Start Quoted text

No non-default schedulers appear to work with DeepFloyd IF

AmericanPresidentJimmyCarter commented 1 year ago

Describe the bug

Attempting to use any non-default scheduler with DeepFloyd IF crashes out like this:

╭─────────────────────────────── Traceback (most recent call last) ────────────────────────────────╮
│ <stdin>:1 in <module>                                                                            │
│                                                                                                  │
│ site-packages/torch/utils/_contextlib.py │
│ :115 in decorate_context                                                                         │
│                                                                                                  │
│   112 │   @functools.wraps(func)                                                                 │
│   113 │   def decorate_context(*args, **kwargs):                                                 │
│   114 │   │   with ctx_factory():                                                                │
│ ❱ 115 │   │   │   return func(*args, **kwargs)                                                   │
│   116 │                                                                                          │
│   117 │   return decorate_context                                                                │
│   118                                                                                            │
│                                                                                                  │
│ site-packages/diffusers/pipelines/deepfl │
│ oyd_if/pipeline_if.py:807 in __call__                                                            │
│                                                                                                  │
│   804 │   │   │   │   │   noise_pred = torch.cat([noise_pred, predicted_variance], dim=1)        │
│   805 │   │   │   │                                                                              │
│   806 │   │   │   │   # compute the previous noisy sample x_t -> x_t-1                           │
│ ❱ 807 │   │   │   │   intermediate_images = self.scheduler.step(                                 │
│   808 │   │   │   │   │   noise_pred, t, intermediate_images, **extra_step_kwargs                │
│   809 │   │   │   │   ).prev_sample                                                              │
│   810                                                                                            │
│                                                                                                  │
│ site-packages/diffusers/schedulers/sched │
│ uling_dpmsolver_multistep.py:549 in step                                                         │
│                                                                                                  │
│   546 │   │   │   (step_index == len(self.timesteps) - 2) and self.config.lower_order_final an   │
│   547 │   │   )                                                                                  │
│   548 │   │                                                                                      │
│ ❱ 549 │   │   model_output = self.convert_model_output(model_output, timestep, sample)           │
│   550 │   │   for i in range(self.config.solver_order - 1):                                      │
│   551 │   │   │   self.model_outputs[i] = self.model_outputs[i + 1]                              │
│   552 │   │   self.model_outputs[-1] = model_output                                              │
│                                                                                                  │
│ site-packages/diffusers/schedulers/sched │
│ uling_dpmsolver_multistep.py:327 in convert_model_output                                         │
│                                                                                                  │
│   324 │   │   if self.config.algorithm_type == "dpmsolver++":                                    │
│   325 │   │   │   if self.config.prediction_type == "epsilon":                                   │
│   326 │   │   │   │   alpha_t, sigma_t = self.alpha_t[timestep], self.sigma_t[timestep]          │
│ ❱ 327 │   │   │   │   x0_pred = (sample - sigma_t * model_output) / alpha_t                      │
│   328 │   │   │   elif self.config.prediction_type == "sample":                                  │
│   329 │   │   │   │   x0_pred = model_output                                                     │
│   330 │   │   │   elif self.config.prediction_type == "v_prediction":                            │
╰──────────────────────────────────────────────────────────────────────────────────────────────────╯
RuntimeError: The size of tensor a (3) must match the size of tensor b (6) at non-singleton dimension 1

Reproduction

>>> import torch                                                                                                                          
>>> from diffusers import DiffusionPipeline                                                                                               
>>> stage_1 = diffusers.DiffusionPipeline.from_pretrained("DeepFloyd/IF-I-XL-v1.0")

End Quoted text
Start Data block

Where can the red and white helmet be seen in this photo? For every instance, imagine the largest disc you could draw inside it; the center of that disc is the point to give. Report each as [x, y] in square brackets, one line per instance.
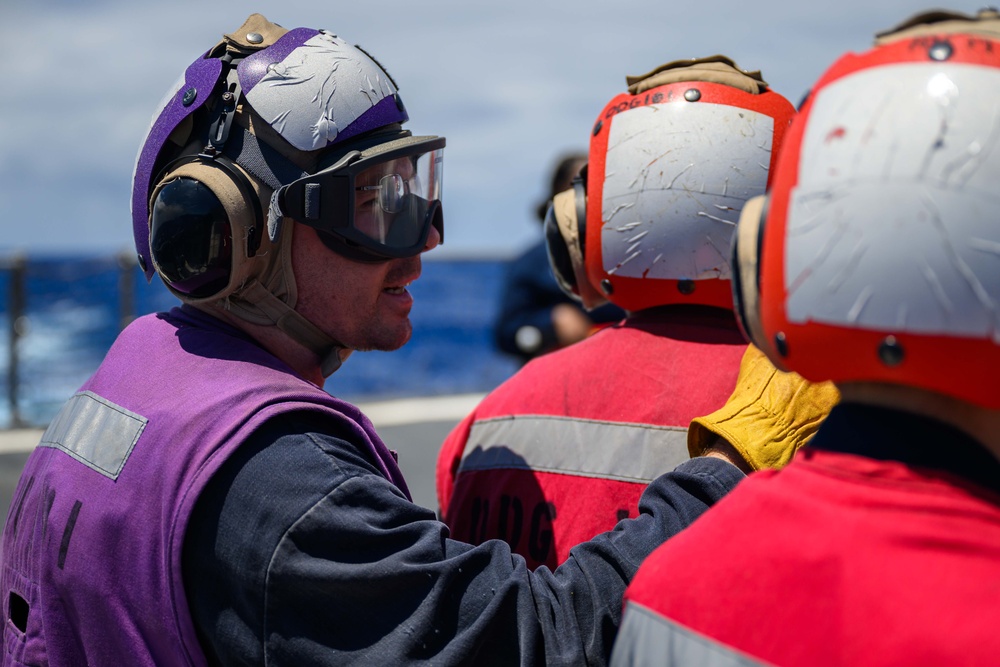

End Data block

The tasks
1. Rewrite the paragraph in the DeepFloyd IF bug report that begins "Attempting to use any non-default scheduler" in fewer words, keeping its main point.
2. Pick up the DeepFloyd IF bug report after its last line and keep writing it.
The lines above come from a different source than the DeepFloyd IF bug report.

The results
1. Every non-default scheduler tried with DeepFloyd IF crashes, as follows:

2.
Loading checkpoint shards: 100%|████████████████████████████████████████████████████████████████████████████| 2/2 [00:12<00:00,  6.40s/it]
>>> stage_1.enable_model_cpu_offload()                                                                                                    
>>> prompt = 'a photo of a kangaroo wearing an orange hoodie and blue sunglasses standing in front of the eiffel tower holding a sign that says "very deep learning"'                                                                                                               
>>> prompt_embeds, negative_embeds = stage_1.encode_prompt(prompt)                                                                        
>>> generator = torch.manual_seed(0)                                                                                                      
>>> image = stage_1(prompt_embeds=prompt_embeds, negative_prompt_embeds=negative_embeds, generator=generator, output_type="pt").images    
100%|███████████████████████████████████████████████████████████████████████████████████████████████████| 100/100 [00:19<00:00,  5.05it/s]
>>> from diffusers import DPMSolverMultistepScheduler                                                                                             
>>> stage_1.register_modules(scheduler=DPMSolverMultistepScheduler()) 
>>> image = stage_1(prompt_embeds=prompt_embeds, negative_prompt_embeds=negative_embeds, generator=generator, output_type="pt").images
╭─────────────────────────────── Traceback (most recent call last) ────────────────────────────────╮
...

Logs

No response

System Info

py 3.10 diffusers v0.16.1

trygvebw commented 1 year ago

Adding something like the following piece of code to somewhere near the start (for DDIM and DPMSolverSinglestep schedulers just after prev_timestep is defined) of the __call__ function of each individual scheduler seems to fix this issue:

if model_output.shape[1] == sample.shape[1] * 2:
    model_output, _ = torch.split(model_output, sample.shape[1], dim=1)

AmericanPresidentJimmyCarter commented 1 year ago

Still does not work. Output is very distorted.

HXT3v0vuAgZR

patrickvonplaten commented 1 year ago

Yes we should try to get those working :heart_eyes: Think we have some first PRs here: https://github.com/huggingface/diffusers/pull/3314

LuChengTHU commented 1 year ago

Hi @AmericanPresidentJimmyCarter , Could you please give me your prompt and random seed for reproducing the distorted image?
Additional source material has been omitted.